SET PROBLEM
Answer these questions using the DRS failover walkthrough:
1. According to the walkthrough, what does the launch template subnet decide?
2. In which Availability Zone were the two source instances placed?
3. How often did the counter in each heartbeat app tick up?

TEXT PASSAGE

* * * * * * * * *

I ran AWS Elastic Disaster Recovery (DRS) through a complete loop in a lab: protect two EC2 instances in one Availability Zone, simulate the AZ going down, fail over into a second AZ, then fail back. Each instance ran a tiny heartbeat app that printed its live instance ID, AZ, and an ever-incrementing counter, so I could literally watch state survive the move. The mechanics are simple once a few things click: the launch template subnet decides which AZ you recover into, failback launches a brand-new instance rather than reviving the old one, the reverse replication button stays greyed until the failback agent checks in, and DRS never redirects traffic for you. I ran this across two Availability Zones, but the exact same procedure works Region to Region, you just point the launch template at a subnet in the other Region and drive it from that Region's console. This is the hands-on walkthrough with the gotchas that cost me time.

The Lab

I wanted to actually feel a DRS failover and failback rather than read about it, so I built something small and observable. Two source instances in us-east-1a: one Linux, one Windows. Each ran a trivial web app that, on every request, read its own instance metadata and rendered the instance ID, the Availability Zone, the private IP, and a counter that ticked up every five seconds. A stable Elastic IP fronted each app so I had one URL per workload that didn't change as instances came and went.

That counter is the whole trick. If the app comes back in the other AZ and the counter resumes near where it left off, I know two things at a glance: the data replicated, and the app restarted cleanly on the recovered disk. No guessing.

How DRS Models a Failover

Three nouns carry the whole service, and getting them straight up front makes everything else obvious.

Thing What it is
Source server DRS's representation of a protected machine. Holds replication state and the recovery launch settings. This is not the instance, it's the record about the instance.
Recovery instance The actual EC2 instance DRS launches in the DR location during a recovery or a drill.
Drill vs recovery A drill is a non-destructive test launch, your source keeps running and is untouched. A recovery is the real failover. Mechanically identical, only the intent differs.

The flow, end to end, is just: replicate, fail over, redirect traffic, reverse-replicate so you can come home, fail back, redirect traffic again, re-protect. Everything below is that sentence in slow motion.

* * * * * * * * *

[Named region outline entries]
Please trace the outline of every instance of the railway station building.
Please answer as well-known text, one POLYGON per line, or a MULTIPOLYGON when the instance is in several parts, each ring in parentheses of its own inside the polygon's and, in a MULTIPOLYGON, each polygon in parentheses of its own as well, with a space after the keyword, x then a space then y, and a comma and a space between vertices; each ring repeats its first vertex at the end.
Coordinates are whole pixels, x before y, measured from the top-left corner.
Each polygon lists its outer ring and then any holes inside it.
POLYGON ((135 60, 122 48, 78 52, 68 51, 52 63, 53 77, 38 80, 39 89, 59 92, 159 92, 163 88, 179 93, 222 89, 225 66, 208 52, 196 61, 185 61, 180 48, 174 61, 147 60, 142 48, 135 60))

* * * * * * * * *

WORKED ANSWER
1. It decides which Availability Zone you recover into.
2. us-east-1a
3. Every five seconds.